● **MATERIALS PROVIDED**
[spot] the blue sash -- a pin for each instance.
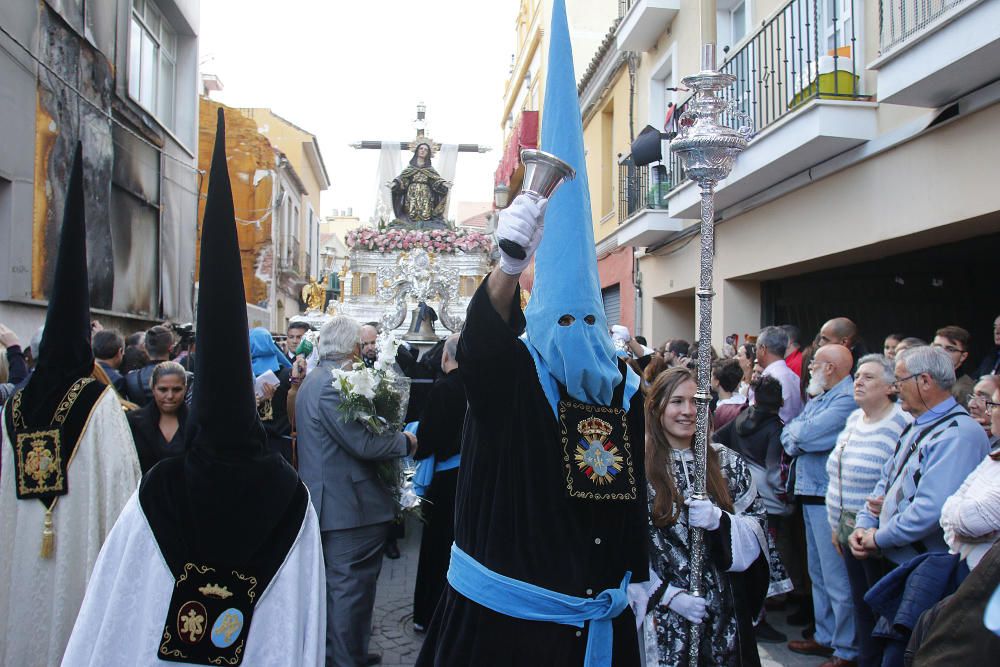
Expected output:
(520, 599)
(426, 469)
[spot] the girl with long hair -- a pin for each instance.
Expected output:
(738, 558)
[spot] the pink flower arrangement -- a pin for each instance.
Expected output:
(436, 240)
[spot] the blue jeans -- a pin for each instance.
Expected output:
(862, 575)
(831, 591)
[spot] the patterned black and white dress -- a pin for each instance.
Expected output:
(734, 597)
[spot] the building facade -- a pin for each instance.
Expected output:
(276, 224)
(121, 78)
(301, 150)
(867, 191)
(522, 115)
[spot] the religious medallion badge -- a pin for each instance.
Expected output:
(208, 617)
(266, 410)
(597, 454)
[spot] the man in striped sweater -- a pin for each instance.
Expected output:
(933, 457)
(855, 467)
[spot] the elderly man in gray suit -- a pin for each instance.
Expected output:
(337, 462)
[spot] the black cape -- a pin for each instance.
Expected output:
(440, 434)
(513, 513)
(274, 417)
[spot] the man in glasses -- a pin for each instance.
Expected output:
(955, 341)
(933, 457)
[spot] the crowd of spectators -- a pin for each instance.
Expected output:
(878, 472)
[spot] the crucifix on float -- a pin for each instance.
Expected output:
(419, 194)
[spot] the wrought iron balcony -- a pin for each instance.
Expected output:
(901, 20)
(807, 50)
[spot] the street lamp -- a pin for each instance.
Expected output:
(707, 149)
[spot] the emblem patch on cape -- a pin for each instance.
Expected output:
(265, 410)
(209, 616)
(40, 465)
(597, 454)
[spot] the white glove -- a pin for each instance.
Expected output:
(620, 332)
(703, 514)
(689, 606)
(521, 222)
(638, 599)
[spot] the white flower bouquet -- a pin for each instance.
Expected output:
(378, 396)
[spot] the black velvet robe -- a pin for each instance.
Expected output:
(440, 435)
(513, 513)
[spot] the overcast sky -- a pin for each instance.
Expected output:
(354, 70)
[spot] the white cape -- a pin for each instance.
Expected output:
(122, 619)
(40, 597)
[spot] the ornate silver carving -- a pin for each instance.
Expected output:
(708, 151)
(417, 275)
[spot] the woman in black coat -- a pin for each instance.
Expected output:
(158, 428)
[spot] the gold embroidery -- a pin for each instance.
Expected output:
(191, 622)
(40, 458)
(214, 590)
(266, 410)
(626, 464)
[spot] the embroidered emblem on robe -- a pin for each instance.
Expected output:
(40, 466)
(191, 622)
(265, 410)
(597, 454)
(213, 603)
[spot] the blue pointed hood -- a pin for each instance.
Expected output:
(580, 356)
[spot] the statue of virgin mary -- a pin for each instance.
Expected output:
(419, 194)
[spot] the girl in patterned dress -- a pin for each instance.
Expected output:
(741, 564)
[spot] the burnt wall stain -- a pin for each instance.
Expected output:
(247, 151)
(62, 120)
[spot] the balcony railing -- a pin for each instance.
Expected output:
(786, 63)
(899, 20)
(640, 188)
(808, 50)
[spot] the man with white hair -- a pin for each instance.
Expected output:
(809, 438)
(933, 457)
(337, 462)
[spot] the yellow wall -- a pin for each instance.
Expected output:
(248, 153)
(864, 212)
(605, 137)
(589, 22)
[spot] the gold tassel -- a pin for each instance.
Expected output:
(48, 536)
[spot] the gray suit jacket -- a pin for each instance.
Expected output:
(337, 459)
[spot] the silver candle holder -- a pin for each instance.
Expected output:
(708, 150)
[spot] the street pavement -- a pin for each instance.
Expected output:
(392, 623)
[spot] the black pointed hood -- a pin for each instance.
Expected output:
(227, 501)
(225, 422)
(64, 354)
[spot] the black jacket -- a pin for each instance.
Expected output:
(150, 444)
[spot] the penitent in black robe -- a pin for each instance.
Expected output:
(514, 515)
(440, 435)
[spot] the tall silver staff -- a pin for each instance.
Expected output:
(707, 150)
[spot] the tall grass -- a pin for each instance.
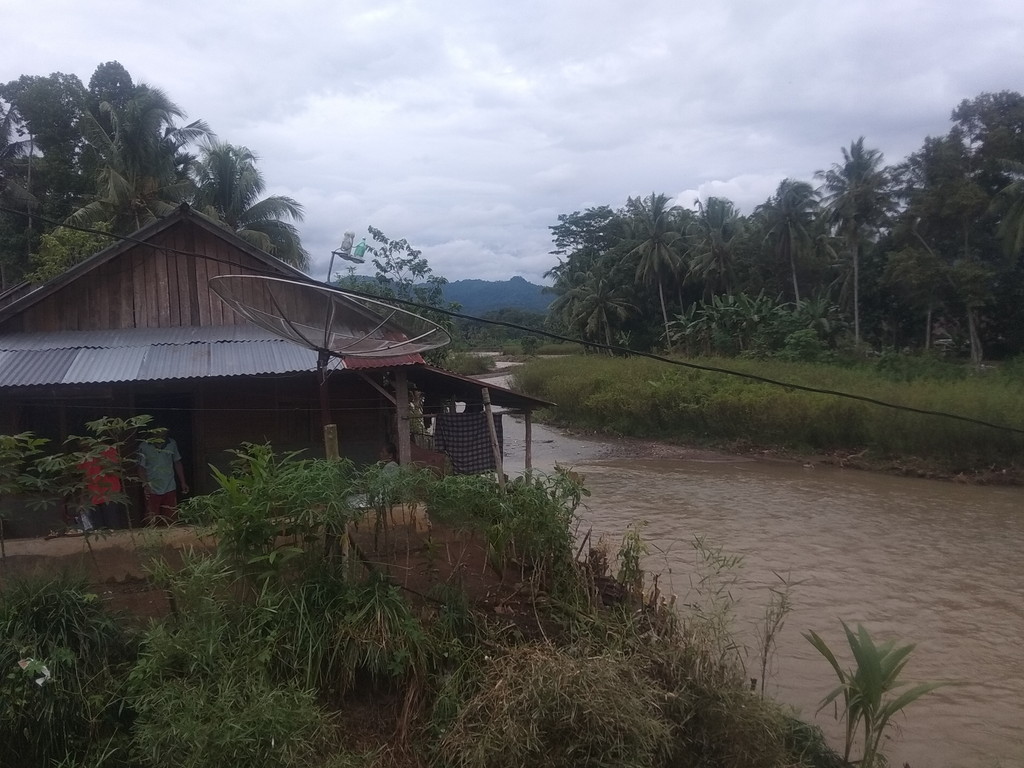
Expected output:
(56, 628)
(643, 397)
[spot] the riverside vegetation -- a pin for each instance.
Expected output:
(489, 640)
(646, 398)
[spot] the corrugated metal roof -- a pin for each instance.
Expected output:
(90, 366)
(132, 337)
(38, 367)
(158, 353)
(150, 354)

● **GOAL**
Copy out the data word for word, from the line containing "[spot] the tall silver" down through the final line of the data, including both. Leave the pictures out.

● **OUTPUT FOR THIS EXERCISE**
[spot] the tall silver staff -- a pin for each instance.
Expected output:
(707, 150)
[spot] the tall grass -- a pin for each instance.
Expected output:
(56, 628)
(643, 397)
[spot] the riverside vegetation -- a pin for each instance.
Expected output:
(489, 640)
(646, 398)
[spot] the corrugated metal roof -- a pin for each instance.
Expected output:
(90, 366)
(132, 337)
(38, 367)
(158, 353)
(150, 354)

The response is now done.